== SOURCE TEXT ==

=-=-=-=-=

Likewise, the authors asked Google Bard if their jobs as policy analysts were secure. Bard has been Gemini since February this year, and is a rather different kettle of generative AI fish these days with new under-the-hood technology powering it.
Also, asking an AI if your job will go is pointless. The publicly accessible AIs are heavily filtered by humans earning pittance for cleaning up the output. That's because having a chatbot without empathy and ability to reason take stock of a profession or trade's hope of survival and provide true answers is terrible PR.
On the other hand, ask managers wanting to widen margins while removing the pain of dealing with human staffers and you'll get a better answer. It's not going to be a nice one as it'll always be "yes, if the automation tech is good enough".
Unfortunately, "good enough" is a subjective term that doesn't necessarily translate into "highly valued output".
That AI could sink the value of output, rendering it nearly worthless, is a real risk that tends to get drowned out in the current euphoria around the technology. One good example of that is this story from the BBC, about how AI ate copywriters' jobs. Adding insult to injury, the machine generated output was of such poor quality that the copywriters who'd lost their jobs were called back in to work in the "AI humanising mines" to improve on it, but at ridiculously low rates.
The above needs to be offset against other scenarios like customer service representatives, a thankless gig if there ever was one, being supported by AI when taking voice calls. Speaking to complete strangers about often complex matters is never easy but with AI sitting there in the background, listening in with voice recognition, and anticipating what information needs to be found and the actions to be taken, a CSR's job can be so much nicer.

=-=-=-=-=

== SET OF TASKS ==
- a) Return the words of the passage about AI and jobs starting with "The above needs" and going on through "so much nicer.".
- b) According to the passage about AI and jobs, what were the copywriters who had lost their jobs called back in to do?
- c) Translate this sentence from the passage about AI and jobs into Spanish: "Unfortunately, 'good enough' is a subjective term that doesn't necessarily translate into 'highly valued output'."
Rely only on the passage about AI and jobs.

== EXTRACTED INFORMATION ==

=-=-=-=-=

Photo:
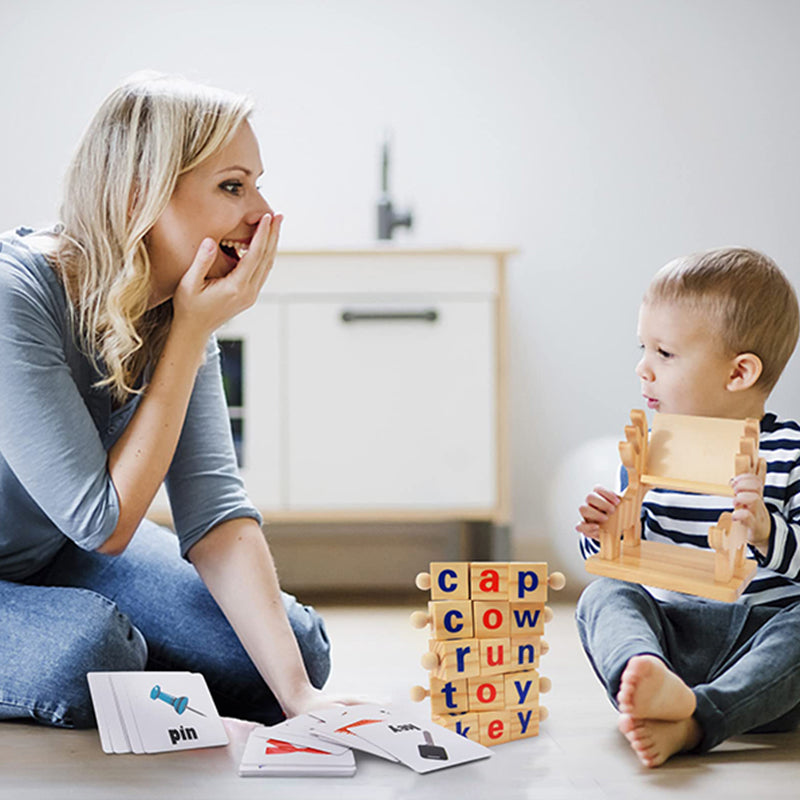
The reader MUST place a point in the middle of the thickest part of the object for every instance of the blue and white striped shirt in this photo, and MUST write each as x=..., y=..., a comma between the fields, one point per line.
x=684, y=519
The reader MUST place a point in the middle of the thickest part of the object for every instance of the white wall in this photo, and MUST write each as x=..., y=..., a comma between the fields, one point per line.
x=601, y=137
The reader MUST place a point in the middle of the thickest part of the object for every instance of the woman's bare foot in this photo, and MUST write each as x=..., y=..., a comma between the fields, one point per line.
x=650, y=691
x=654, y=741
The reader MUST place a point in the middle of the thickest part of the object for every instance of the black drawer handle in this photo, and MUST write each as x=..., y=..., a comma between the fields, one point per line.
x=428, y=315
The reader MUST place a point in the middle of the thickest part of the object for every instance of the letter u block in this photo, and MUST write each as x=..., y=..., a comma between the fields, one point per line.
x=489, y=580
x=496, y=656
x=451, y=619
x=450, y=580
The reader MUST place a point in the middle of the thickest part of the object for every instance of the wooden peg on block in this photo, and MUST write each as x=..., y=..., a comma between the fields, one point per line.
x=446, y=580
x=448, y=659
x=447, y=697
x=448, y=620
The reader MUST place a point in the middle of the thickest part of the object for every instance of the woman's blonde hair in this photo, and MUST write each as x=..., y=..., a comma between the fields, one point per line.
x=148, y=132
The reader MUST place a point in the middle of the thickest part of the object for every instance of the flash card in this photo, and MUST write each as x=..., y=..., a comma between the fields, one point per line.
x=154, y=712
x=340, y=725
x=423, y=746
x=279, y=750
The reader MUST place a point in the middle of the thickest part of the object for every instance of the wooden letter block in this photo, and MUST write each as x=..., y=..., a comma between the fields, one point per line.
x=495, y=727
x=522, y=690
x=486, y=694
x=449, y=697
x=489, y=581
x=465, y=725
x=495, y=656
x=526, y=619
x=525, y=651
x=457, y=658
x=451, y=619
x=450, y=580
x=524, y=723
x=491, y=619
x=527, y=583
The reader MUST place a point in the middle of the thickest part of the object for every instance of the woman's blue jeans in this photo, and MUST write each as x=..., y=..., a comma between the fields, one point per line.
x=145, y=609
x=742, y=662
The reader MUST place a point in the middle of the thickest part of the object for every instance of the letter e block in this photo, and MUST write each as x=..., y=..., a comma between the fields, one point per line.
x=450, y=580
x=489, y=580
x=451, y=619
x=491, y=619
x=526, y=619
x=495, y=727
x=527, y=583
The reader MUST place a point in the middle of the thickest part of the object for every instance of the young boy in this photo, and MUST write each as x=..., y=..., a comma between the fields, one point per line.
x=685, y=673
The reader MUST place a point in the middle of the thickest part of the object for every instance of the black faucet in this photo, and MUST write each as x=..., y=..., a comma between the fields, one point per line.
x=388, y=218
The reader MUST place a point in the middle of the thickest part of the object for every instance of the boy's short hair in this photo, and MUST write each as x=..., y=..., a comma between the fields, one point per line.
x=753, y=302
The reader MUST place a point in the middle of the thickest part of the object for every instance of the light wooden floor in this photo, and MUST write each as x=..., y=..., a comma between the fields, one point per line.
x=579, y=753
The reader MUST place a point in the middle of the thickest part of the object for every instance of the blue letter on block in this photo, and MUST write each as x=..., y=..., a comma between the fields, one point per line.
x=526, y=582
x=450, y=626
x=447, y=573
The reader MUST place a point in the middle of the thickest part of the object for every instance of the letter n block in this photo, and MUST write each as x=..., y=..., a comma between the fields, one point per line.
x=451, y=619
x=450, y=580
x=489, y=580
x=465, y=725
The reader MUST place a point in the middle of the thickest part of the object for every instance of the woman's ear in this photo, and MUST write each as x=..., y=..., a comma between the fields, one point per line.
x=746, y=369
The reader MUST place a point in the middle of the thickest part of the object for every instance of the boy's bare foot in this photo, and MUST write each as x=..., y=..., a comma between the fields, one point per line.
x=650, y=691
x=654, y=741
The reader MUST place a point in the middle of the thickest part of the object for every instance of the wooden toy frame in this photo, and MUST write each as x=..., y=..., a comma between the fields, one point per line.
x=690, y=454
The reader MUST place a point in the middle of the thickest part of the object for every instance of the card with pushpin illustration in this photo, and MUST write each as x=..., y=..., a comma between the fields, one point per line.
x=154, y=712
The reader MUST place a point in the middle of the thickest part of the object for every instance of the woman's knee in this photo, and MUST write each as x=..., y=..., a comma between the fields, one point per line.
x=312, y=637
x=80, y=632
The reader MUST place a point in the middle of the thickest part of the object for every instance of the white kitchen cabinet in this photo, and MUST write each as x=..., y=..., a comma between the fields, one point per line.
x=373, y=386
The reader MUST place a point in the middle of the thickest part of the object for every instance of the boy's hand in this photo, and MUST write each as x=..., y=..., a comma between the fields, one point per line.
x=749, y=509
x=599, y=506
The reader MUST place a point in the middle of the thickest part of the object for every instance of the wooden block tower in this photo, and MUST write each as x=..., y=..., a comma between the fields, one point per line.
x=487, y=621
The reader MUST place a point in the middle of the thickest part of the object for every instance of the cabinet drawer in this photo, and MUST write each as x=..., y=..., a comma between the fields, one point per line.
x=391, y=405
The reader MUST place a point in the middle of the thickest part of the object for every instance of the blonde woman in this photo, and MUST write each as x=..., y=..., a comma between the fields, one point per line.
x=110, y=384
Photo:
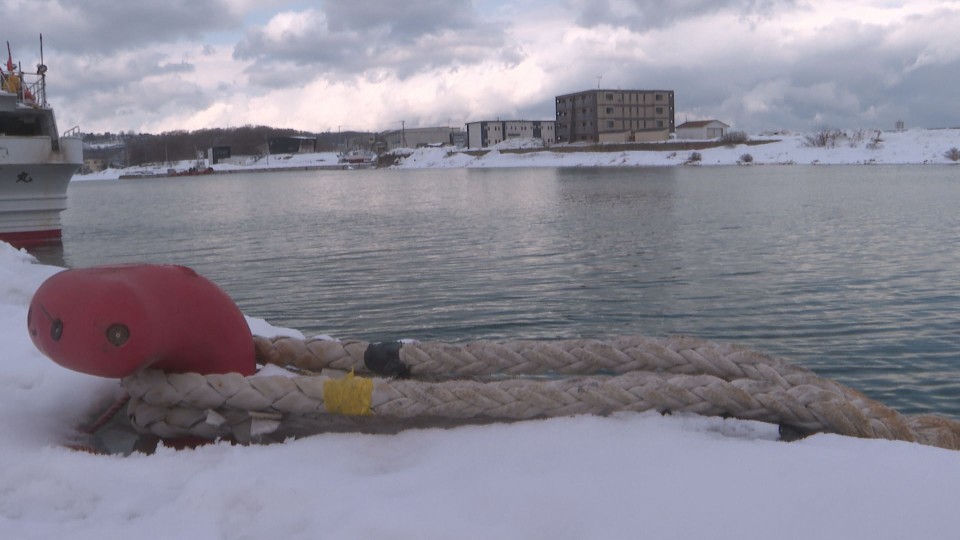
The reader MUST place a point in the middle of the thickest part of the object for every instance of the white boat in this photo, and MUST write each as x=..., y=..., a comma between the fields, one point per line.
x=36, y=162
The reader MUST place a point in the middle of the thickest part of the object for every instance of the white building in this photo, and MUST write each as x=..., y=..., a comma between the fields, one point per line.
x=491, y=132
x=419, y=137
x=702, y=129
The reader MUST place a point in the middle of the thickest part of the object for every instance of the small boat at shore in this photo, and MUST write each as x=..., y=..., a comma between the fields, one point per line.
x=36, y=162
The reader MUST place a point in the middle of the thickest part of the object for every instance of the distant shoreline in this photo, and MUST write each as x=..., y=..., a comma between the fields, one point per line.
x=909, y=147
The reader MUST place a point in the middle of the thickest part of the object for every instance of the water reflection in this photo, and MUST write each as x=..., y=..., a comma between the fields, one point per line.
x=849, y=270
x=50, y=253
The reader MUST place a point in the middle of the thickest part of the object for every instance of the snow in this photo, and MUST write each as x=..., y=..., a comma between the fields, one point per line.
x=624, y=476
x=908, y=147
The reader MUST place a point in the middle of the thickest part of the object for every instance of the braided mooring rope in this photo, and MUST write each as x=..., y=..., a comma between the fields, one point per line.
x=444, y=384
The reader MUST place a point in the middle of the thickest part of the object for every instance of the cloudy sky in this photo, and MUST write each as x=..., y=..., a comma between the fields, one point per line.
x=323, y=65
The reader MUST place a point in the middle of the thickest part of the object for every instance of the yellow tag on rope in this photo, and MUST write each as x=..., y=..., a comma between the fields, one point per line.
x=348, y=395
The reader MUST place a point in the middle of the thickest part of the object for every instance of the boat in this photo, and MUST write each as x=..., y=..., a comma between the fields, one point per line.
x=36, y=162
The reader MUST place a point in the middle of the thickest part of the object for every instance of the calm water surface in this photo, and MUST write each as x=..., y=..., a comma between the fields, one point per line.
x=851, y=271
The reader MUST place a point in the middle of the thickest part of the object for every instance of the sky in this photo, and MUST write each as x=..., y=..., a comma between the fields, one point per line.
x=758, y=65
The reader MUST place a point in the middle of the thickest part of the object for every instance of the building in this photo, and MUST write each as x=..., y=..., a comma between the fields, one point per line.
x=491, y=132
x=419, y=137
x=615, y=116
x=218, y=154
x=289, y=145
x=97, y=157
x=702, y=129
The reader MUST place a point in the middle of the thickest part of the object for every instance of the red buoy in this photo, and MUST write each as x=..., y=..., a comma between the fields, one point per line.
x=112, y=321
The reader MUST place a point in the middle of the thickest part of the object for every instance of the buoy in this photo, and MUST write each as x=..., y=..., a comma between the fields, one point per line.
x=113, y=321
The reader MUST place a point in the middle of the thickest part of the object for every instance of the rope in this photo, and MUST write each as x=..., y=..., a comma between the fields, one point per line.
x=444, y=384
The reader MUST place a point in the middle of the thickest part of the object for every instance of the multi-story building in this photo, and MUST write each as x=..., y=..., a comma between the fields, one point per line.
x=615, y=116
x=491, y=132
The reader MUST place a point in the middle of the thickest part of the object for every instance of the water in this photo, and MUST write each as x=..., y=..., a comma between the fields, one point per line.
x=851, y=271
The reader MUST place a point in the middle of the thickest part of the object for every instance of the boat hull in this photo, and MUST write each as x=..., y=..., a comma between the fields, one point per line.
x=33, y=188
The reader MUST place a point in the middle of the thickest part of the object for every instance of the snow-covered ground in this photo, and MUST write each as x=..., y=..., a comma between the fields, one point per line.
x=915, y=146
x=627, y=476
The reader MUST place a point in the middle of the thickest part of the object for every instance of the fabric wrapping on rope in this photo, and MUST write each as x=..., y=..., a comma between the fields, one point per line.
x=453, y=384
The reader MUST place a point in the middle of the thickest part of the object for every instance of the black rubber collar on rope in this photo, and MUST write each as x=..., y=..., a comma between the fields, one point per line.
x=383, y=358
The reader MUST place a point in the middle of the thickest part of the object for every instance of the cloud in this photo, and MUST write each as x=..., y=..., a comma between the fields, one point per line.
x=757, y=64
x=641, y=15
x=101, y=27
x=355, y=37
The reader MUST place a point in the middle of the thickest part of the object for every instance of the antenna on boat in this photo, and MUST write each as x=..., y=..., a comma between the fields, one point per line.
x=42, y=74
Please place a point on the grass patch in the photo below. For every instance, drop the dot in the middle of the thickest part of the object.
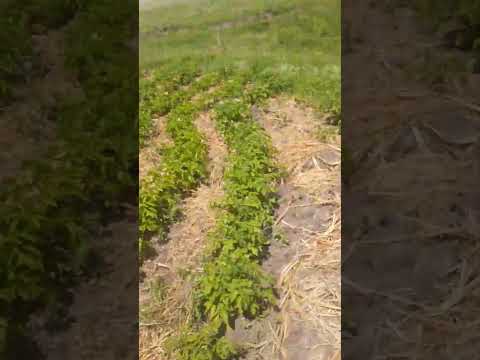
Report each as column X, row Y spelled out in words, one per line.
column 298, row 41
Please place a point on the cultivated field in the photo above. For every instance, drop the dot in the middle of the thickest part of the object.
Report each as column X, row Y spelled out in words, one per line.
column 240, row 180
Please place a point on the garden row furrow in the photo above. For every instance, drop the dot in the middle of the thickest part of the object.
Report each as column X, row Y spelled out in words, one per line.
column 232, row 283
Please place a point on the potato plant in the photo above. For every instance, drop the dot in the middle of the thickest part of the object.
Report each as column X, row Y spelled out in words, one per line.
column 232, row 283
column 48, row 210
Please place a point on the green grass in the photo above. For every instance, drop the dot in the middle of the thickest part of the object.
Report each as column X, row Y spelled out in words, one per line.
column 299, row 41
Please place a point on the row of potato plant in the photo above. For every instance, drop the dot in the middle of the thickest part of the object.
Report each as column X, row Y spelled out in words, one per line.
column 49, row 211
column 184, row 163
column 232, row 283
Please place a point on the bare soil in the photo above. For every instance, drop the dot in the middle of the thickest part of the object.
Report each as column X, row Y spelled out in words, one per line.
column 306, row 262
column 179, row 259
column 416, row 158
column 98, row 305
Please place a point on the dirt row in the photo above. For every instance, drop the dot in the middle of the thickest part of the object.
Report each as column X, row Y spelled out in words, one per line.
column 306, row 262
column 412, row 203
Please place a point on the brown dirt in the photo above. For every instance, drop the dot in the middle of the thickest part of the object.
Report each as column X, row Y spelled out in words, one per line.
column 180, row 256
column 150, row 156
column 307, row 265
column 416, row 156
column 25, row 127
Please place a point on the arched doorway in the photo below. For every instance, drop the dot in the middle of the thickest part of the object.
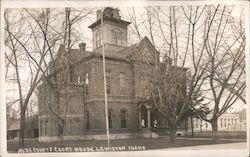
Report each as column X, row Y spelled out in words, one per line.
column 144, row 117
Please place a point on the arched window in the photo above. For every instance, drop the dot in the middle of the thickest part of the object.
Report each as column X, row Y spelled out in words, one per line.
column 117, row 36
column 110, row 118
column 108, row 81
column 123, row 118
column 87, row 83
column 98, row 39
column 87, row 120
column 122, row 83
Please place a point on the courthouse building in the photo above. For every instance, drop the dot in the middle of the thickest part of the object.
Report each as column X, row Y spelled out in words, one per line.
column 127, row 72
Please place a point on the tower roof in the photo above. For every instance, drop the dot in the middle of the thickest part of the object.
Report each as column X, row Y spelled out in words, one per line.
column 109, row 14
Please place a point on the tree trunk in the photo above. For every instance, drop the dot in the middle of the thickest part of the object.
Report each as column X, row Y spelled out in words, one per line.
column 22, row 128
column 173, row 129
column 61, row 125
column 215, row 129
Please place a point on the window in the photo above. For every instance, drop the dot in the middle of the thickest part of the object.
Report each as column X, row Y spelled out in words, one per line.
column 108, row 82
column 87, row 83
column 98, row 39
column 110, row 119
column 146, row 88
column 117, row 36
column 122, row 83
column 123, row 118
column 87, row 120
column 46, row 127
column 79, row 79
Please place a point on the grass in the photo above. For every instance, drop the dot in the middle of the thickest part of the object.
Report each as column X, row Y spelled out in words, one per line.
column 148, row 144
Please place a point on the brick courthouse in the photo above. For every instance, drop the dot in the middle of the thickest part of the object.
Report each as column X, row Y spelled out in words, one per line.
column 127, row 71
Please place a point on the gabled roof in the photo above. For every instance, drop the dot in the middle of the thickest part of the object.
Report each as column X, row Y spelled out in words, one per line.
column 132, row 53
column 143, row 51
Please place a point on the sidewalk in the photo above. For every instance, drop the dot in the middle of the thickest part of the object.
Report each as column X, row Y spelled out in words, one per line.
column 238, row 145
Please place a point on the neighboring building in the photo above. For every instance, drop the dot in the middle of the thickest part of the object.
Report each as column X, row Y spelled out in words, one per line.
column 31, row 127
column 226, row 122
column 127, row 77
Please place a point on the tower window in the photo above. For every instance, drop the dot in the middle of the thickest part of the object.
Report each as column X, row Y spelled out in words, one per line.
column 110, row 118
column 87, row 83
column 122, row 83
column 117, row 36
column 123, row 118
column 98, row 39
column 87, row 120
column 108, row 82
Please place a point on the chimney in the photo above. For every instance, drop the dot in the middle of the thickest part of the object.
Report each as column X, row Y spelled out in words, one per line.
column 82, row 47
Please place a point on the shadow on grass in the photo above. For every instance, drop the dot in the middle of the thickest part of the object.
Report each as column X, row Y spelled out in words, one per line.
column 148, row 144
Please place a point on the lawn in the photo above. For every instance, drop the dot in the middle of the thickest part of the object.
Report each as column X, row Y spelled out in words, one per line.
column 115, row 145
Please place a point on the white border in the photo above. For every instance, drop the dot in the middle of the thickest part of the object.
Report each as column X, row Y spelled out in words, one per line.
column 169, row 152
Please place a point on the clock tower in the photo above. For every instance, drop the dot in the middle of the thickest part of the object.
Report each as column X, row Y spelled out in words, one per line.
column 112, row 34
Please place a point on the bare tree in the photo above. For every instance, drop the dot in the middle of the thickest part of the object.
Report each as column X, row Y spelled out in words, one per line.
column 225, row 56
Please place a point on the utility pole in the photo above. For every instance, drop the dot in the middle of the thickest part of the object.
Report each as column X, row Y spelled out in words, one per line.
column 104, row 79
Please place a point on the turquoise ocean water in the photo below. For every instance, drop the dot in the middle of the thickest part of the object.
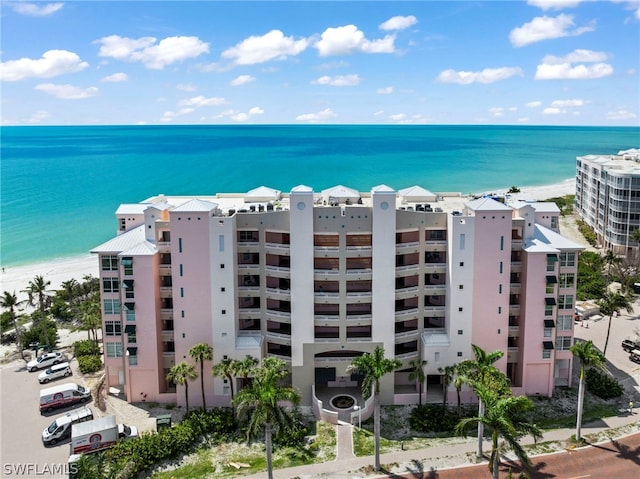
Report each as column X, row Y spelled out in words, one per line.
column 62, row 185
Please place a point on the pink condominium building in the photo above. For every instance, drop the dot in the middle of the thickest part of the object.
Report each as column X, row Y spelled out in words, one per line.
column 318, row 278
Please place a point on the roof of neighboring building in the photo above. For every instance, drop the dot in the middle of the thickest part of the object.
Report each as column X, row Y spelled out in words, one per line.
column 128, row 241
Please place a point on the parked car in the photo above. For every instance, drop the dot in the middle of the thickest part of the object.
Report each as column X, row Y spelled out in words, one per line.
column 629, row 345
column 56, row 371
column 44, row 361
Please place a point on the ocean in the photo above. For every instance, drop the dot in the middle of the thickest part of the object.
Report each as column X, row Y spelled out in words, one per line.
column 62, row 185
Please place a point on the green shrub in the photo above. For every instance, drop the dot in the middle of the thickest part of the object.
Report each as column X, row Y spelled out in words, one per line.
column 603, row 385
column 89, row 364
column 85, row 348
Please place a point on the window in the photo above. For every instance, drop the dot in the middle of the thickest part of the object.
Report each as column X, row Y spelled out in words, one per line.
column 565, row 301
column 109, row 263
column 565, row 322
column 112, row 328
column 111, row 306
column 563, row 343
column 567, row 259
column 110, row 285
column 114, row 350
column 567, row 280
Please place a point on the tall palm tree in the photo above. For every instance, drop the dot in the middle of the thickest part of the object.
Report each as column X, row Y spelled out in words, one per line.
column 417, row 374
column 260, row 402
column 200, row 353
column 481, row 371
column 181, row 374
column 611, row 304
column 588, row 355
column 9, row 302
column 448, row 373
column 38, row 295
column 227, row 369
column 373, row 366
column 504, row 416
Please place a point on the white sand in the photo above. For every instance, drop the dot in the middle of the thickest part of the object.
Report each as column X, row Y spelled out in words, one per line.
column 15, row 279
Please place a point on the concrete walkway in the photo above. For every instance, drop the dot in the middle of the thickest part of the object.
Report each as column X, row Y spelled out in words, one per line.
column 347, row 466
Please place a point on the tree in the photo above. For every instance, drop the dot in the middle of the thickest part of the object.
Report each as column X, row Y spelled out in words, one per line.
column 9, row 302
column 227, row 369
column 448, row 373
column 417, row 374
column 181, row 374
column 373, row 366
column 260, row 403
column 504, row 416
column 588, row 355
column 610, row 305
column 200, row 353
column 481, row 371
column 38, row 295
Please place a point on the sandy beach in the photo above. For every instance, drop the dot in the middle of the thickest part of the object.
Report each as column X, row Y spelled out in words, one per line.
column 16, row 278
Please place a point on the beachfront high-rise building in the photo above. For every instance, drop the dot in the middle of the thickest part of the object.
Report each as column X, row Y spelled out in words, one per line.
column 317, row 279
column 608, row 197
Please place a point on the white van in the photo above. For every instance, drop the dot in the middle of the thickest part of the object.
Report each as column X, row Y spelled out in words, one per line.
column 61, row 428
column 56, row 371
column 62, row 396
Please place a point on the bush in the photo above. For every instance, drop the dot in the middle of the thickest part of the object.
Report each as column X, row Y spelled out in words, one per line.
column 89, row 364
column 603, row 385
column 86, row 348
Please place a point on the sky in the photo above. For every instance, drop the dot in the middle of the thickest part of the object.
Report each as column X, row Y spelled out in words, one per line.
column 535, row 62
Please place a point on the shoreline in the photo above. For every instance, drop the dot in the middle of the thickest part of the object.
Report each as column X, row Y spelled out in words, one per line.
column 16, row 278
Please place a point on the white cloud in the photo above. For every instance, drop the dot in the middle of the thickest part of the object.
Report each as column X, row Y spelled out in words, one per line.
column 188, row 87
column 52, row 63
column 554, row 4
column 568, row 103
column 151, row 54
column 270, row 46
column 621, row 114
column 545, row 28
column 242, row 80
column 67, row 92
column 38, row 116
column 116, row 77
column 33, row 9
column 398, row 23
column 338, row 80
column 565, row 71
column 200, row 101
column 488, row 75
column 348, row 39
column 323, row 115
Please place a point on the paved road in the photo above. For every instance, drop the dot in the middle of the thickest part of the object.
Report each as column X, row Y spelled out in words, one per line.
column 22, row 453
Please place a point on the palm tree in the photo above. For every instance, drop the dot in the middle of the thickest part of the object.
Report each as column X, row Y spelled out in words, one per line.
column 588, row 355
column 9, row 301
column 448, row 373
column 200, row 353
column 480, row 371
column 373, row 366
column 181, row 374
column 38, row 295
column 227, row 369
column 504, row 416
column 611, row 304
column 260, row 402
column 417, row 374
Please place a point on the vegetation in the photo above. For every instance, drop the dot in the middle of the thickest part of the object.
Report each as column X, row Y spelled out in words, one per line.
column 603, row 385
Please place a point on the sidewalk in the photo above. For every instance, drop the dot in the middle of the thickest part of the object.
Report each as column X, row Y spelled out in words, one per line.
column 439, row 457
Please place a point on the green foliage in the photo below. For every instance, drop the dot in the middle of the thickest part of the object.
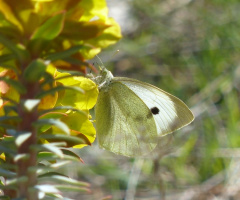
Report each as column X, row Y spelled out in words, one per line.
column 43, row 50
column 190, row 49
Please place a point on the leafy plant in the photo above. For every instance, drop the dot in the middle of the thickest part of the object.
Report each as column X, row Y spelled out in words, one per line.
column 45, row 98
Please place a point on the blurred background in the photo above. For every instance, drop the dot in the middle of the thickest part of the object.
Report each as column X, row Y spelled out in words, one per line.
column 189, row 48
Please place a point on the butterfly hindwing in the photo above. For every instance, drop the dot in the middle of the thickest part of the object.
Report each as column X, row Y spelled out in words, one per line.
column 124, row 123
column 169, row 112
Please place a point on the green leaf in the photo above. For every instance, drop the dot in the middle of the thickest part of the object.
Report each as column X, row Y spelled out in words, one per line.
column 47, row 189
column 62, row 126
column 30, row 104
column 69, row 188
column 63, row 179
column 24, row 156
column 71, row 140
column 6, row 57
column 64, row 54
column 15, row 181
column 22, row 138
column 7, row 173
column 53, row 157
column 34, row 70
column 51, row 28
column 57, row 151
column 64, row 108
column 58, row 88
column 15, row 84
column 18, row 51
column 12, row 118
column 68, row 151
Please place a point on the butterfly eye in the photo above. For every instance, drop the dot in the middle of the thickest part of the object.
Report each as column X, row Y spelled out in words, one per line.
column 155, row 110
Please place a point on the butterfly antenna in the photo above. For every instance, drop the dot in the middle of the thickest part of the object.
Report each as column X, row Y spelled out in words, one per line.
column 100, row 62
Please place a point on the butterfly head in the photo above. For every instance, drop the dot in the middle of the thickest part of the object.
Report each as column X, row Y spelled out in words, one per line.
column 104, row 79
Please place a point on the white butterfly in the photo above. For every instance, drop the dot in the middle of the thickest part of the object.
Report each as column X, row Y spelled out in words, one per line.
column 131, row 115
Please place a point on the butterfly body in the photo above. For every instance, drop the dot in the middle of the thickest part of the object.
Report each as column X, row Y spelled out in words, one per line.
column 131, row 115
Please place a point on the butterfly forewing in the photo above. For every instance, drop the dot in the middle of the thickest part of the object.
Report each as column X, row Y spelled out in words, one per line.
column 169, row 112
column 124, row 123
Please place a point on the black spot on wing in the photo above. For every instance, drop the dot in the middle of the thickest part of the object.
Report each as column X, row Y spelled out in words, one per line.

=-=-=-=-=

== OUTPUTS FOR THE TASKS ==
- a)
The above needs to be offset against other scenarios like customer service representatives, a thankless gig if there ever was one, being supported by AI when taking voice calls. Speaking to complete strangers about often complex matters is never easy but with AI sitting there in the background, listening in with voice recognition, and anticipating what information needs to be found and the actions to be taken, a CSR's job can be so much nicer.

- b) To improve the poor-quality machine-generated output, at ridiculously low rates.

- c) Lamentablemente, «suficientemente bueno» es un término subjetivo que no necesariamente se traduce en «un resultado muy valorado».